_WHAT THE TASK ASKS_
Could you set down exactly the lines of the data below, starting at the one that holds "for the green" and ending at the one that holds "for the tree", both included, and only those?

_DATASET_
◆ ◆ ◆
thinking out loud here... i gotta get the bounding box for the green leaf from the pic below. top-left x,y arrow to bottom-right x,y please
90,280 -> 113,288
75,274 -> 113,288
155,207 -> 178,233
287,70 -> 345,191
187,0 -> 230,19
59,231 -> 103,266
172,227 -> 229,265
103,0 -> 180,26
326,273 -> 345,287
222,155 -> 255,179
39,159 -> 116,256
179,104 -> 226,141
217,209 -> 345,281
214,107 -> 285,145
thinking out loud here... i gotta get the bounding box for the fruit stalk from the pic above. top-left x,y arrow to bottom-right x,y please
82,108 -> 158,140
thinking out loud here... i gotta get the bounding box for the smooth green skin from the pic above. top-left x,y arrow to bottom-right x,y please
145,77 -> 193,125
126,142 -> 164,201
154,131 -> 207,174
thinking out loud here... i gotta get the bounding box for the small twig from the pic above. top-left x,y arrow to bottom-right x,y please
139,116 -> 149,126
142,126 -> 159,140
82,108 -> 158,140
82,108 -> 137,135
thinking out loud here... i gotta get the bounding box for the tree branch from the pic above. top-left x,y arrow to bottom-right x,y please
◆ ◆ ◆
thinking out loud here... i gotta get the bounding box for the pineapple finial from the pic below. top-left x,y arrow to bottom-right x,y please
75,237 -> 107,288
◆ ◆ ◆
_ANSWER SPACE_
thinking out loud here... i gotta get the bounding box for the green leaf from the pic below. top-left x,y arrow to bottom-right x,y please
90,280 -> 113,288
75,274 -> 113,288
155,207 -> 178,233
287,70 -> 345,191
187,0 -> 230,19
59,231 -> 103,266
172,227 -> 229,265
103,0 -> 180,26
326,273 -> 345,287
222,155 -> 255,179
39,159 -> 116,256
179,104 -> 226,141
217,209 -> 345,281
214,107 -> 285,145
thinking out loud here... i gotta get the bounding box for the fruit stalk from the pic above. top-left x,y arrow to bottom-right x,y please
82,108 -> 158,140
thinking out loud here... i gotta get the bounding box for the smooth green skin from the pic above. top-left x,y arrow to bottom-right x,y please
145,77 -> 193,125
126,142 -> 164,201
154,131 -> 207,174
thinking out loud here... i gotta get the bounding box for the small twig from the pic above. top-left x,y arrow to bottom-right x,y please
139,116 -> 149,126
142,126 -> 159,140
82,108 -> 158,140
82,108 -> 137,135
thinking out loud here... i gotta get the bounding box for the tree branch from the pic above. top-left x,y arrow to bottom-right x,y please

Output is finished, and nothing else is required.